FOLHA DE SP, 27 DE JULHO 2008

O Mundo Alucinante

PUBLICADO EM 2002, "GARCÍA LORCA E CUBA - TODAS AS ÁGUAS" PERMANECE VIRTUALMENTE DESCONHECIDO DOS CRÍTICOS; AUTOR EXPLICA QUE NÃO TEVE ACESSO À INTERNET E QUE FEZ SUA PESQUISA PELO CORREIO, DURANTE DOIS ANOS


Lorca se entusiasmou com o sotaque da ilha e exerceu uma liberdade sexual como jamais havia conhecido; ele foi muito livre aqui; não há registro de nenhuma reprovação a sua conduta sexual


Dusam Zidar/Shutterstock
 

Praça da Catedral, em Havana, uma das cidades visitadas pelo poeta surrealista espanhol Federico García Lorca durante os três meses que passou em Cuba, em 1930, vindo dos Estados Unidos

LAURA CAPRIGLIONE
ENVIADA ESPECIAL A MATANZAS(CUBA)

Dados do exercício:
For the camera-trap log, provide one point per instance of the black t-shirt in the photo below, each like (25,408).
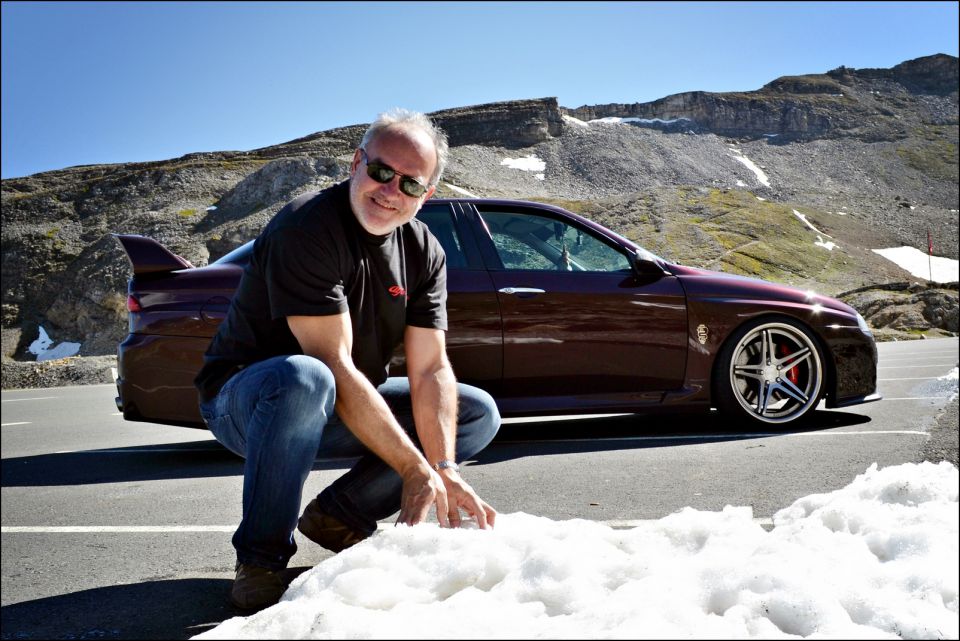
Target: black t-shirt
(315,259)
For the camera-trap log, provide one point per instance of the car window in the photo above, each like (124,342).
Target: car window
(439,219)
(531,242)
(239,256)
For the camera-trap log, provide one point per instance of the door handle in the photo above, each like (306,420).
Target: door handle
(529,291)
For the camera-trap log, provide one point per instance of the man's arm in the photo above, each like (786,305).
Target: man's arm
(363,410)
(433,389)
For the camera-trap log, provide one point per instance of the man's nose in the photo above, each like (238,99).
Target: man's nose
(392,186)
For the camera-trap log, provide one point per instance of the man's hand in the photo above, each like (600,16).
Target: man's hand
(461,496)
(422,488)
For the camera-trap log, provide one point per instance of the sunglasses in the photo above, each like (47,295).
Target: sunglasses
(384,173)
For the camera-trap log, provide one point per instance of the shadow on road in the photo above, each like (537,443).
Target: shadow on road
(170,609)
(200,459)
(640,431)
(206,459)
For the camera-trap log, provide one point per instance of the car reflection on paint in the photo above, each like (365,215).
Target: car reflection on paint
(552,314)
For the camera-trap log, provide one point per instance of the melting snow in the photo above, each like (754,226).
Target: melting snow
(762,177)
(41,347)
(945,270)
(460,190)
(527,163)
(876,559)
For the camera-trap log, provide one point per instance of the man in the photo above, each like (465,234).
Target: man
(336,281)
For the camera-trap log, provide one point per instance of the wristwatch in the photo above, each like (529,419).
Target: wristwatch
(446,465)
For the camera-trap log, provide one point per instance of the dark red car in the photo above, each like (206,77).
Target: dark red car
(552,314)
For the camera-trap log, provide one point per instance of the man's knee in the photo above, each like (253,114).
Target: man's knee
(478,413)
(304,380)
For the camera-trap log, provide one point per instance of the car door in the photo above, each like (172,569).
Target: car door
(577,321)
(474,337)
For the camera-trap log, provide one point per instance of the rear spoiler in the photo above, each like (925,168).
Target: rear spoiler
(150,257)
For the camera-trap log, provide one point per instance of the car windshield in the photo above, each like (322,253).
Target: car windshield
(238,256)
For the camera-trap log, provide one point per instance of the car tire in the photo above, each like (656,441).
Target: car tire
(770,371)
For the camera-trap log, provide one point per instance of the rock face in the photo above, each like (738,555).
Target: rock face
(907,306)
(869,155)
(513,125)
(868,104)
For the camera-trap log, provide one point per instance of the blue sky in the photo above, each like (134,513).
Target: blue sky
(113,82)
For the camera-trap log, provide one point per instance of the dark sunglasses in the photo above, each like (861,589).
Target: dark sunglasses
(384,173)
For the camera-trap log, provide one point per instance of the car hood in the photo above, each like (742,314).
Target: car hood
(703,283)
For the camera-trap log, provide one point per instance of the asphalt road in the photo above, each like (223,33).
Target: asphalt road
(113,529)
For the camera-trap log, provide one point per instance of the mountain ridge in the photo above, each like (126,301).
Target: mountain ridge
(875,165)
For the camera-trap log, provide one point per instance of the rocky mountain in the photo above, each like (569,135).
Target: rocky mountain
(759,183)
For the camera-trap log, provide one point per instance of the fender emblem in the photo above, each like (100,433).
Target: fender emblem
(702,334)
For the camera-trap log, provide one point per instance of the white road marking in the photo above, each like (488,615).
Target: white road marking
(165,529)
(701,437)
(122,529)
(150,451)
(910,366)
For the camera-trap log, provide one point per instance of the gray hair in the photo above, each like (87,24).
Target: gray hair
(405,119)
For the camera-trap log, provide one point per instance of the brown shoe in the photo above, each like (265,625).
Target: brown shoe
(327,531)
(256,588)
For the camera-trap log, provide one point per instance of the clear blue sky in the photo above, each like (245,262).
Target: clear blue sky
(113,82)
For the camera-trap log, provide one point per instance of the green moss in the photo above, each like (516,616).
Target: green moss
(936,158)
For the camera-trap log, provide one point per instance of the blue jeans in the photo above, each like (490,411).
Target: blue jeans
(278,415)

Desafios:
A: Quais nomes de países e de cidades aparecem no trecho sobre Lorca em Cuba?
B: Nas entradas, entre a linha que contém "each like (490,411)." e o fim delas, inclusive, troque "blue jeans" por "denim pants" e reescreva só essas linhas, sem mudar mais nada.
O trecho e as entradas não têm nenhuma relação entre si.

Respostas dadas:
A: Cuba, Matanzas, Havana e Estados Unidos.

B:
For the camera-trap log, provide one point per instance of the denim pants in the photo above, each like (490,411).
Target: denim pants
(278,415)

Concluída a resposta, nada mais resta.